» TEKS SUMBER:

•••

7.Rangkuman dan Catatan Penting Diskusi Kelompok Regio dan Lembaga Kateketik (Lih hasil diskusi kelompok masing-masing Regio)
a.Perlunya revitalisasi Tradisi Kristiani di tengah keluarga
-Penguatan internal keluarga Katolik untuk mengembangkan tradisi-tradisi Kekristenan dan komitment perkawinan di tengah keluarga meliputi; doa bersama, ibadat keluarga, janji perkawinan, pengetahuan-pengetahuan iman keluarga.
-Semakin melibatkan keluarga dalam menjemaat dan bermasyarakat. Mengajak anggota keluarga terlibat di lingkungan, paroki hingga memasyarakat dari lingkup yang terkecil, yaitu Rukun Warga dan lain sebagainya.
b.Perlunya dikembangkan pendukung utama revitalisasi tersebut, yaitu sumber daya manusia, atau para pendamping, fasilitator dan para pelayan pastoral keluarga. Upaya tersebut hendaknya dilengkapi dengan arah pendampingan, program kegiata, sistem, penguatan softskill-spiritua;itas para pelayan dan penguatan ketrampilan-ketrampilan pendampingan.
c.Perlunya melengkapi segala sarana revitalisasi, meliputi:
-Penyusunan dan penerbitan modul-modul bagi para pendamping dan para keluarga.
-Melengkapi buku-buku doa dan sarana peribadatan keluarga.
-Penyusunan katekismus keluarga.
-Kajian dan penelitian hidup rohani keluarga dari pengetahuan hingga spiritualitas serta komitment.
-Pelatihan-pelatihan untuk optimalisasi berbagai sarana media digital untuk pastoral dan katekese keluarga.
d.Perlunya melihat kembali nilai-nilai tradisional dalam keluarga yang dapat digunakan sebagai peluang dan moment katekese, yaitu antara lain:
-Menggiatkan cerita-cerita sebelum tidur dengan tradisi kekristenan yang menggugah kepada para anak-anak.
-Memaknai segala pengalaman “berarti” (moment of meaning) dalam keluarga dari peristiwa kehilangan, peristiwa membanggakan dan peristiwa penting dalam keluarga.
-Menggiatkan keterlibatan di ruang-ruang sosial lingkungan. Semakin melibatkan peran keluarga di tengah lingkungan terkecil. Aktif dalam moment-moment penting kebangsaan.
-Menata ruang keluarga sebagai ruang perjumpaan. Tata ruang rumah yang ramah komunikasi, mengingatkan senantiasa pada suasana keberimanan melalui berbagai simbol tradisi kekristenan dari hiasan dinding, foto hingga letak ruangan khusus doa.

•••

» KUMPULAN BARIS:
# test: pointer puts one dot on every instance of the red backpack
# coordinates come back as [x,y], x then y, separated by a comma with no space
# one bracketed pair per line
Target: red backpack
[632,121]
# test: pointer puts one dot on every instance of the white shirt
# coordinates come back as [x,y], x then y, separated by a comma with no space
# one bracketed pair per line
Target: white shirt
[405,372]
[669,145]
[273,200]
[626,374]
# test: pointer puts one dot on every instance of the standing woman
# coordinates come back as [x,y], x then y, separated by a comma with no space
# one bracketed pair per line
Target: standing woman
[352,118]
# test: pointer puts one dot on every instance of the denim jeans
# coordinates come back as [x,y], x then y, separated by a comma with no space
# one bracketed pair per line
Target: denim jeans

•••

» RINCIAN TUGAS: Tuliskan ulang secara persis bagian teks tentang revitalisasi tradisi Kristiani dalam keluarga, mulai dari "-Semakin melibatkan keluarga" sampai dengan "-Penyusunan katekismus keluarga.", termasuk kedua bagian tersebut. Baris-baris di atas tidak berhubungan dengan teks tentang revitalisasi tradisi Kristiani dalam keluarga.

» JAWABAN LATIHAN:
-Semakin melibatkan keluarga dalam menjemaat dan bermasyarakat. Mengajak anggota keluarga terlibat di lingkungan, paroki hingga memasyarakat dari lingkup yang terkecil, yaitu Rukun Warga dan lain sebagainya.
b.Perlunya dikembangkan pendukung utama revitalisasi tersebut, yaitu sumber daya manusia, atau para pendamping, fasilitator dan para pelayan pastoral keluarga. Upaya tersebut hendaknya dilengkapi dengan arah pendampingan, program kegiata, sistem, penguatan softskill-spiritua;itas para pelayan dan penguatan ketrampilan-ketrampilan pendampingan.
c.Perlunya melengkapi segala sarana revitalisasi, meliputi:
-Penyusunan dan penerbitan modul-modul bagi para pendamping dan para keluarga.
-Melengkapi buku-buku doa dan sarana peribadatan keluarga.
-Penyusunan katekismus keluarga.